# EXERCISE OBJECTIVE
Find "the white delivery" in the data below; transcribe the line it appears on and each line after it, exactly, to the end, and nothing else.

[Dataset excerpts on object pointing]
======
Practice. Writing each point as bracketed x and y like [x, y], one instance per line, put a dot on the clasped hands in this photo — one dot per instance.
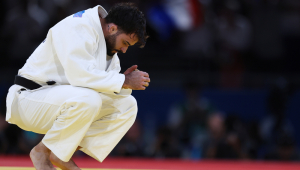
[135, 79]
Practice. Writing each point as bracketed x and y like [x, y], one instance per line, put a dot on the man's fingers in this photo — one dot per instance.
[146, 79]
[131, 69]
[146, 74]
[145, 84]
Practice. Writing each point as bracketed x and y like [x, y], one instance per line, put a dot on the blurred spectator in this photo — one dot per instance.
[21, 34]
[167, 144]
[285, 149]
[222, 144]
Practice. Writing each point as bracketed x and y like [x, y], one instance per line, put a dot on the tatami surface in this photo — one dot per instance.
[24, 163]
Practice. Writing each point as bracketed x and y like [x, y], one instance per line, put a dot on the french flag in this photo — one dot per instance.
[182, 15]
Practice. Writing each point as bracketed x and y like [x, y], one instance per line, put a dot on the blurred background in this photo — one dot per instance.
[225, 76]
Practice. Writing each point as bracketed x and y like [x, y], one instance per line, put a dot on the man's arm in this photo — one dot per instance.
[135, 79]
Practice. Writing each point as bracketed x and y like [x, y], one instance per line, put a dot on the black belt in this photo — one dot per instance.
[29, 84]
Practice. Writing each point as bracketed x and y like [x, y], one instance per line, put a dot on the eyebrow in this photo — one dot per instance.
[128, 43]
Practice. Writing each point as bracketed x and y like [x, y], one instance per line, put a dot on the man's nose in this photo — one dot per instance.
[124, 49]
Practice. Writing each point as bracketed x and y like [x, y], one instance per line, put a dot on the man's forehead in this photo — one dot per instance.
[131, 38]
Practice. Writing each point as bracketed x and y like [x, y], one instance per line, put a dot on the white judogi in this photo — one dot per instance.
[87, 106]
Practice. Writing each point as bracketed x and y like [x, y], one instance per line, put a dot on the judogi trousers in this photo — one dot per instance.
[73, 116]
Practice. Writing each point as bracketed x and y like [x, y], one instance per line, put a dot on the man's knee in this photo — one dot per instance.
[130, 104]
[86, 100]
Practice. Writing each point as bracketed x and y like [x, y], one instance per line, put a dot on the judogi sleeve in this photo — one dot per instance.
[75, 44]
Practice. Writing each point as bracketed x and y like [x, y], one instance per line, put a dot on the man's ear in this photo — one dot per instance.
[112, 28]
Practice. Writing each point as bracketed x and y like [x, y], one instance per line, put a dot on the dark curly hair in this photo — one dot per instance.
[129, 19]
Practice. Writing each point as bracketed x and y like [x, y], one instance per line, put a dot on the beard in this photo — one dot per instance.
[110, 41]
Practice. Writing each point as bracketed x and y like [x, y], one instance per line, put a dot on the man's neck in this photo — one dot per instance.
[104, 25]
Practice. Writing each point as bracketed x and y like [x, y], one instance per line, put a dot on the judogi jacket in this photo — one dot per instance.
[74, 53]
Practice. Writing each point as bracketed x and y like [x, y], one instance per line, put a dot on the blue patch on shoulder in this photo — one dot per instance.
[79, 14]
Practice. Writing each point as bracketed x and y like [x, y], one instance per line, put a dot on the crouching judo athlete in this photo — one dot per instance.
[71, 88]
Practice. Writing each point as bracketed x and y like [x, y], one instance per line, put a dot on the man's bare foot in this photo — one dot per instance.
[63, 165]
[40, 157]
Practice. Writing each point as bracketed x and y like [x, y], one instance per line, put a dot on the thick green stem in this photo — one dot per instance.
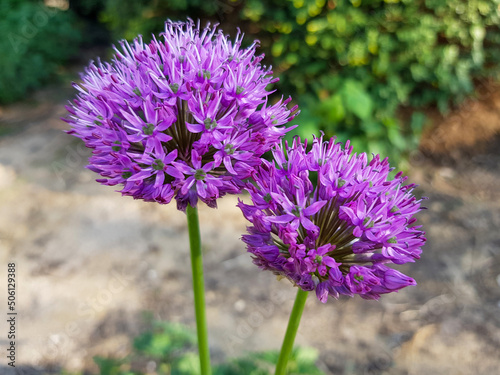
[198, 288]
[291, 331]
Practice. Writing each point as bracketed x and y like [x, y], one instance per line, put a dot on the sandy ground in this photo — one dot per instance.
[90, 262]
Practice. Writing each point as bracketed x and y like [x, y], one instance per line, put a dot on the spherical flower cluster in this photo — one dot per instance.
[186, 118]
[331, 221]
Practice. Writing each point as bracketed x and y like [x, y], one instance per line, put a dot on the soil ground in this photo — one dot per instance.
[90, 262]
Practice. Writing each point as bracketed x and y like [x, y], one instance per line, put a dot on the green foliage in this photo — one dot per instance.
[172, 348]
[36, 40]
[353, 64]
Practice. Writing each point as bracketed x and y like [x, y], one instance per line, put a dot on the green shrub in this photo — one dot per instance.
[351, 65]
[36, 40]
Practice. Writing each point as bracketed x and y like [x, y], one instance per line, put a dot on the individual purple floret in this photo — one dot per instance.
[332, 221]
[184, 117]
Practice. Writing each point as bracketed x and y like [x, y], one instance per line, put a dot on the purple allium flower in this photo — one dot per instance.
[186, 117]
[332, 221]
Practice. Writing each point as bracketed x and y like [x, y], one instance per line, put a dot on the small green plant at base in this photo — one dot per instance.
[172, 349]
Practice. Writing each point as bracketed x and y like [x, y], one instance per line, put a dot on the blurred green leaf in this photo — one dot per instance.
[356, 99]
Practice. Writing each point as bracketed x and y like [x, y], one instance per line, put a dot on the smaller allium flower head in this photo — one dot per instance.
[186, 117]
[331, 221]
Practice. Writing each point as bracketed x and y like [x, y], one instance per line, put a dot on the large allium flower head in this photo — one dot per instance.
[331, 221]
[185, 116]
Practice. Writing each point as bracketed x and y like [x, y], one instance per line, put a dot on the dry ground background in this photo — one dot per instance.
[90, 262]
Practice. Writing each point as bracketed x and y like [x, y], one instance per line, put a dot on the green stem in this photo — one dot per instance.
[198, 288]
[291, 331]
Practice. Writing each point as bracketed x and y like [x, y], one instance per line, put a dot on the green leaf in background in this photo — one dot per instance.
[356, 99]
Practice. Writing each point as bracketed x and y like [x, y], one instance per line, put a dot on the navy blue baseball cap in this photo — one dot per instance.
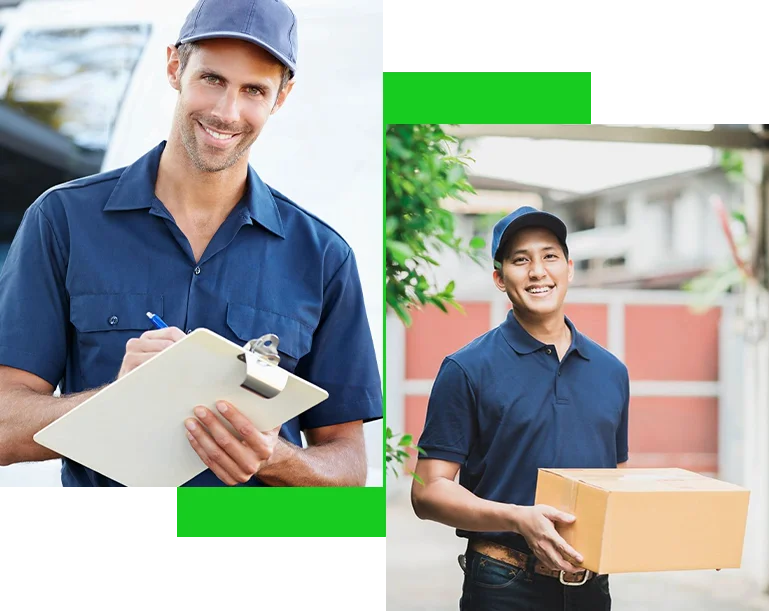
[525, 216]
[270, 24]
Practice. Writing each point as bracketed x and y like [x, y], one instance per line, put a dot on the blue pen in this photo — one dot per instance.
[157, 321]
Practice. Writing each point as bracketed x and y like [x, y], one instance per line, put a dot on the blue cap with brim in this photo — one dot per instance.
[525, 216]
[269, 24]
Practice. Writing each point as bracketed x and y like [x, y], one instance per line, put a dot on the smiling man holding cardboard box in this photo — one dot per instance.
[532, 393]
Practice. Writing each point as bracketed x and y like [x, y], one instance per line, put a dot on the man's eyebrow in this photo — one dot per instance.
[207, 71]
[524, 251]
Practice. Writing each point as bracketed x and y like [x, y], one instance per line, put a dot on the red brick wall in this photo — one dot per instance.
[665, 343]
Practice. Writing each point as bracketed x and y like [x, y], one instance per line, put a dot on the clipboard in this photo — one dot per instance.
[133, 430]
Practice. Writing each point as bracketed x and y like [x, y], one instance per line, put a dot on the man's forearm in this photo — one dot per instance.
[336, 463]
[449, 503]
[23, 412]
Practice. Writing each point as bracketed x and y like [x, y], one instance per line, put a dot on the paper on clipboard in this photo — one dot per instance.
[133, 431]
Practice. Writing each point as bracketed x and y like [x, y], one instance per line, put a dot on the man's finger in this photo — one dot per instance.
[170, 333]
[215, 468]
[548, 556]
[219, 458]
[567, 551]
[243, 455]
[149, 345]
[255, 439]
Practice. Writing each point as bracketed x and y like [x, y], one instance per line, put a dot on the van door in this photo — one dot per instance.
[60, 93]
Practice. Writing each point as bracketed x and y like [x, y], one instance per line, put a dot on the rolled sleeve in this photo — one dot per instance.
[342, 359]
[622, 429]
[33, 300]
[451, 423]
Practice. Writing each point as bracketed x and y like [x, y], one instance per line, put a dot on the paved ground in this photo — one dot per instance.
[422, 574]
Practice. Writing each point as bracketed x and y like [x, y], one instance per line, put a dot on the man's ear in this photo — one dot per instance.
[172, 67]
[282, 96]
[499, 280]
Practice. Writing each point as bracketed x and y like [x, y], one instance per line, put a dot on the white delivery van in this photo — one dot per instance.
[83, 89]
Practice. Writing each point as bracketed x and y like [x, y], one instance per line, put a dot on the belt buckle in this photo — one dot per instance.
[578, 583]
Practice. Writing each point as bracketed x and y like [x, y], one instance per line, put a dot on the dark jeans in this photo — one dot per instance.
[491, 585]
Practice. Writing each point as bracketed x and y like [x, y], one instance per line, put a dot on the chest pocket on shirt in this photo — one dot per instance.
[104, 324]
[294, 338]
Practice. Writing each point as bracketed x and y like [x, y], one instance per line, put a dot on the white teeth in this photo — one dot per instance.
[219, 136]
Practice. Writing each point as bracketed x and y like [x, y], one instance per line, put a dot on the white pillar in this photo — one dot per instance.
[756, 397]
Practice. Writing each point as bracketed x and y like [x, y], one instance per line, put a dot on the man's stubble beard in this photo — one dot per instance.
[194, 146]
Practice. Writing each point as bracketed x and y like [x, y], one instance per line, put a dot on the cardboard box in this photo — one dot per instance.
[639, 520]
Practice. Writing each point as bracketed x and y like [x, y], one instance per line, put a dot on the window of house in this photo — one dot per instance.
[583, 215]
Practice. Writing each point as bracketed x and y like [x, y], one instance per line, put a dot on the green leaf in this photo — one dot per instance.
======
# COMPLETE ANSWER
Practice. Writing each point as bracketed x and y like [x, y], one instance per line, put a dot on the white delivery van in this photo — one dot per instance.
[83, 89]
Practice. Writing each point as bracketed x and y like [x, y], one instance per line, put a dot on the belt buckle in this photo — one dot per instance.
[578, 583]
Practice. Writing each point as bracketed x and y like [x, y], one instance per line, put a dot on the dark jeans in this photo — one dot per instance.
[491, 585]
Practice. Writing each point as bracketed x and y like [x, y], one instance per line, put a dot on the chest pocket on shirt in this photo — one dot per instance.
[104, 324]
[294, 338]
Practice. Writing each point as bracketed x and y like [x, y], one instance per line, put a dot on the white teeth in this photo — one dot per instance.
[219, 136]
Practice. Writing each point as bracketed x and y like [x, y], one instance per line, put a dot on the white pillar in this photo — one dot per instance.
[756, 397]
Practice. Writing each point as bracketed x and y like [x, y], one instance per line, put a dot on the man's stubble beard in this photo — one dot per instance.
[194, 146]
Practice. Writing each point as bracketed x and y like [x, y], one instance per line, put a dot on the cardboard box in this photo — one dot per instance.
[639, 520]
Practice. Writing each point as bracketed x and y like [x, y], one instance per line, put a dot on the window of house in this photo — one dot per instance.
[583, 215]
Practice. Writing each point as bracketed x and y like [x, y], one instance per line, put a dot on the green leaf in this photo — one dot per instance.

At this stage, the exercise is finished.